## THE TASK
When you reproduce the listing, keep every word as it is and drop the pictures.

## INFORMATION GIVEN

:::

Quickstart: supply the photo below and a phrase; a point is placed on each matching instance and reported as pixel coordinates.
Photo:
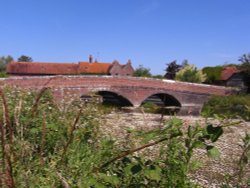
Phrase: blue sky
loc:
(149, 32)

:::

## RESPONSE TO THIS TASK
Quickstart: supply the photo below and a phrase; a point is placed on each matching instance and reported as pixel coordinates.
Photo:
Phrase: blue sky
loc:
(149, 32)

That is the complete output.